• **Work to do**: Copy out the rows word for word, starting with the one that contains "blue plastic drawer on this basis." and running through the last row, with both ends included.

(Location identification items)
"""

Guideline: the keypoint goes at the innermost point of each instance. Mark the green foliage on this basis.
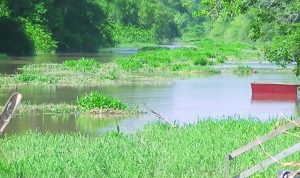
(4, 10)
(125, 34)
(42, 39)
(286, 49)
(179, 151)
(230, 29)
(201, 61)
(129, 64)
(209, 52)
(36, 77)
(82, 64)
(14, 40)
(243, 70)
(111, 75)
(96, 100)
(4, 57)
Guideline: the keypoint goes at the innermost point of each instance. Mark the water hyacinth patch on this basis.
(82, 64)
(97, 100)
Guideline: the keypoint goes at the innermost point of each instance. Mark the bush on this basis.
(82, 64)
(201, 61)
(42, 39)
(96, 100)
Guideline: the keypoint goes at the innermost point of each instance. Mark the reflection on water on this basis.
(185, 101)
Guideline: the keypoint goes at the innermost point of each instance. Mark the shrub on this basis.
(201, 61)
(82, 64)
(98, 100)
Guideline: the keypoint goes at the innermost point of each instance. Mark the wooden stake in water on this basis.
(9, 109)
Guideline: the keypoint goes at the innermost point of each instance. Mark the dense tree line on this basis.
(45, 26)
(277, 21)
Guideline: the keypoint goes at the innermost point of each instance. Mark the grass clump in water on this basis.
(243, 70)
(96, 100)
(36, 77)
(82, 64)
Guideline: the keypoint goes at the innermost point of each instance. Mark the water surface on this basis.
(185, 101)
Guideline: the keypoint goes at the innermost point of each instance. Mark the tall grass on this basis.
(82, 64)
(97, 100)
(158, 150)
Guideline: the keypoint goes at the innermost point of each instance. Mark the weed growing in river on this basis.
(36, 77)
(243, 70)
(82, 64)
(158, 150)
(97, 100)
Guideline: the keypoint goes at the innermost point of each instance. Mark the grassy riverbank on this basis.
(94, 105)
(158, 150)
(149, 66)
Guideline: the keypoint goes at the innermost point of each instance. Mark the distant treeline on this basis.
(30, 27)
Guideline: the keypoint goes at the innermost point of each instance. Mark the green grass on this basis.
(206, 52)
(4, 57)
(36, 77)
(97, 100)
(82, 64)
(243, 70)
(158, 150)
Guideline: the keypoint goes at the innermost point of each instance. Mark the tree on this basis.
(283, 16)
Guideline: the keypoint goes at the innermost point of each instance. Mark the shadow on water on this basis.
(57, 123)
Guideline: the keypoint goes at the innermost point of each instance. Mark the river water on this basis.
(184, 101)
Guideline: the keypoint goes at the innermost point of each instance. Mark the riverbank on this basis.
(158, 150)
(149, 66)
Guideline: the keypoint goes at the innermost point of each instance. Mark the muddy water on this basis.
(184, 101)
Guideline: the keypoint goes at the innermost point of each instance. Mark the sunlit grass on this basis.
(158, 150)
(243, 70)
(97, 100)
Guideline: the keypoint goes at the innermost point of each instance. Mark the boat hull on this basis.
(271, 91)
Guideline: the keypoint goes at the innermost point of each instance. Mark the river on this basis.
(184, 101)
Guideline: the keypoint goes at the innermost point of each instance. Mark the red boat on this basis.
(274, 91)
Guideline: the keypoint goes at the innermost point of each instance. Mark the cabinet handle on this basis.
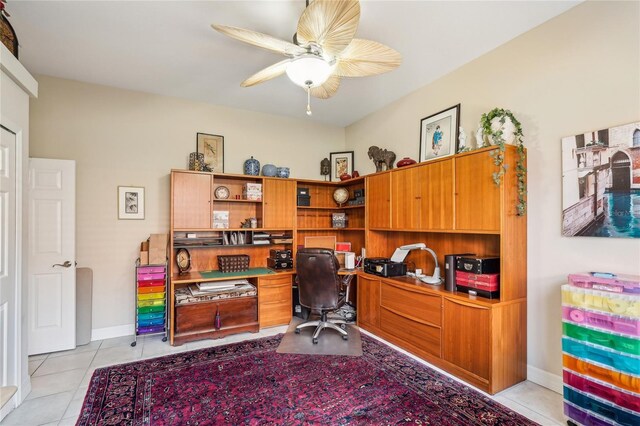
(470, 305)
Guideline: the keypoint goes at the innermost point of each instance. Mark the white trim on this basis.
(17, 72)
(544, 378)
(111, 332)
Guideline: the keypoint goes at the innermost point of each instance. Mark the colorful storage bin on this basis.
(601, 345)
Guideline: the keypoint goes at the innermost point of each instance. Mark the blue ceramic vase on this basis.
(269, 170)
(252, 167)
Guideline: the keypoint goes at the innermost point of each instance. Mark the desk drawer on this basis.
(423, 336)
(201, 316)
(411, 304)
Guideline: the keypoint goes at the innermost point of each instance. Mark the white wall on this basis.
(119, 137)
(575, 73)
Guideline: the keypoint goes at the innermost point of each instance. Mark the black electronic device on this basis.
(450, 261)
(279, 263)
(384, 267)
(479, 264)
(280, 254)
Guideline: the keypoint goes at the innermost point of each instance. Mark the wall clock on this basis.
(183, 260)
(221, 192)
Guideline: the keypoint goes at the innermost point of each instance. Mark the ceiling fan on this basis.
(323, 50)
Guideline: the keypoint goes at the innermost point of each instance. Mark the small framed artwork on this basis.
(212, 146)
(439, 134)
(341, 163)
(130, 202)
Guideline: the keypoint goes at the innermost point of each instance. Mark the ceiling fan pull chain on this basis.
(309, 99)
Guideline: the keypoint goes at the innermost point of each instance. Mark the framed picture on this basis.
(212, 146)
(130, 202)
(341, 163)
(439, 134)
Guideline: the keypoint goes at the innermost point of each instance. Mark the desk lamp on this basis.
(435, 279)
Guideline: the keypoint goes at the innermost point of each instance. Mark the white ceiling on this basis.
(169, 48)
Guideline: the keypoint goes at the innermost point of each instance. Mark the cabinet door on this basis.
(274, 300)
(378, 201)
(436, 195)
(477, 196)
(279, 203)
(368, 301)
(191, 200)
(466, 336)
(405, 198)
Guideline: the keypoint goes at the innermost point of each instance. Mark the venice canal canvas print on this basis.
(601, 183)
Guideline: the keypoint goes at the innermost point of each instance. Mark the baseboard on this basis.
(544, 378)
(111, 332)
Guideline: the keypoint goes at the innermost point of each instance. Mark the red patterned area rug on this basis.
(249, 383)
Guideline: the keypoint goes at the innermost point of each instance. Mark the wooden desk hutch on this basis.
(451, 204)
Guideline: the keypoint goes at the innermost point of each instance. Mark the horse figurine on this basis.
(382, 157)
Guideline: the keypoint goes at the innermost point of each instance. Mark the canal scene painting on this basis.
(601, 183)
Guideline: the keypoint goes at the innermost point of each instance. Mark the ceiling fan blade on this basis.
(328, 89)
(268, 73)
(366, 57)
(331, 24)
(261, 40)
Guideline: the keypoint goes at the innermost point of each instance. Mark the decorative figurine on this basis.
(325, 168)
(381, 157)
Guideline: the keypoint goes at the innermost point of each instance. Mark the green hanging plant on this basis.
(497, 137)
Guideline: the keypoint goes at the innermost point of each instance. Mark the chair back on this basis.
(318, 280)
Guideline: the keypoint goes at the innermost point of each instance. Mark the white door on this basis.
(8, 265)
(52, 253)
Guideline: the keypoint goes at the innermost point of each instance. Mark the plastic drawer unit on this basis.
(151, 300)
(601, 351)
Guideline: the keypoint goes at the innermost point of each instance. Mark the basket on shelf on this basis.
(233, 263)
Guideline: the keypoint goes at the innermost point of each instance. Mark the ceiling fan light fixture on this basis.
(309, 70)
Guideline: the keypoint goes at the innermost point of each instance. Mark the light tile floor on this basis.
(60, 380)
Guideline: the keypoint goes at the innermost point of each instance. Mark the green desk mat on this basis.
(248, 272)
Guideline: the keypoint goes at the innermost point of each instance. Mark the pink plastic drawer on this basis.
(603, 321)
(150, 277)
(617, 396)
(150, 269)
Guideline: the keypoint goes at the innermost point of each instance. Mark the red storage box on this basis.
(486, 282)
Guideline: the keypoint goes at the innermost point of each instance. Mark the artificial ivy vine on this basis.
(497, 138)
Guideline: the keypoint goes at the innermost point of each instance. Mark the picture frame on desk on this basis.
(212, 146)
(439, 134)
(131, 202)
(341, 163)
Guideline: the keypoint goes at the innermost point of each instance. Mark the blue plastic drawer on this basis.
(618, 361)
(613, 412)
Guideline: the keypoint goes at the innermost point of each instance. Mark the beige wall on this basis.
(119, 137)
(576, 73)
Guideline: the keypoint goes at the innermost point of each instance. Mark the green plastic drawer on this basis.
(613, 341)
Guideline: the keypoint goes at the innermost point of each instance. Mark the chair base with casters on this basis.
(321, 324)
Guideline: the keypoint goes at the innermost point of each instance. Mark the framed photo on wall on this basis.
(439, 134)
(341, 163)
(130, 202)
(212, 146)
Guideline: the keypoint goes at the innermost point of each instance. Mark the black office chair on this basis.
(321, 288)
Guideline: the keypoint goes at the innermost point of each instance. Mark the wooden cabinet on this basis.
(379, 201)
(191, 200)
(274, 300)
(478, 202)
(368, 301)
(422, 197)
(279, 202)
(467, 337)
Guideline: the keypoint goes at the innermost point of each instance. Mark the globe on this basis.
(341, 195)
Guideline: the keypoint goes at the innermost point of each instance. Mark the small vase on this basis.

"""

• **Written solution**:
Guideline: the keypoint goes at the innermost point of each instance. Mark the blue plastic drawer on this basis.
(618, 361)
(613, 412)
Guideline: the keypoint goes at the innermost point of each instance. Mark the beige wall on this basis.
(119, 137)
(576, 73)
Guideline: the keypoint goes at the innermost point of each instance. Mark the green plastic drawer on this basis.
(613, 341)
Guideline: the keypoint goes at the innermost point of each instance. Mark the chair base with casters on this basis.
(321, 324)
Guideline: the keypoint goes at the innermost point of each instance. Mark the framed photo on wall on this basis.
(439, 134)
(341, 163)
(130, 202)
(212, 146)
Guideline: the keypoint goes at the innermost point of each instance. Mark the black office chair on this basis.
(321, 288)
Guideline: the keypoint goes at the innermost point of each instance. Mark the wooden cabinet on this basis.
(379, 201)
(191, 200)
(274, 300)
(478, 202)
(368, 301)
(422, 197)
(279, 202)
(467, 337)
Guideline: the keypoint goes at the innermost point of each instance. Mark the globe on this basis.
(341, 195)
Guideline: the keypoint goes at the innermost point of each instance. Mark the small vase on this basis.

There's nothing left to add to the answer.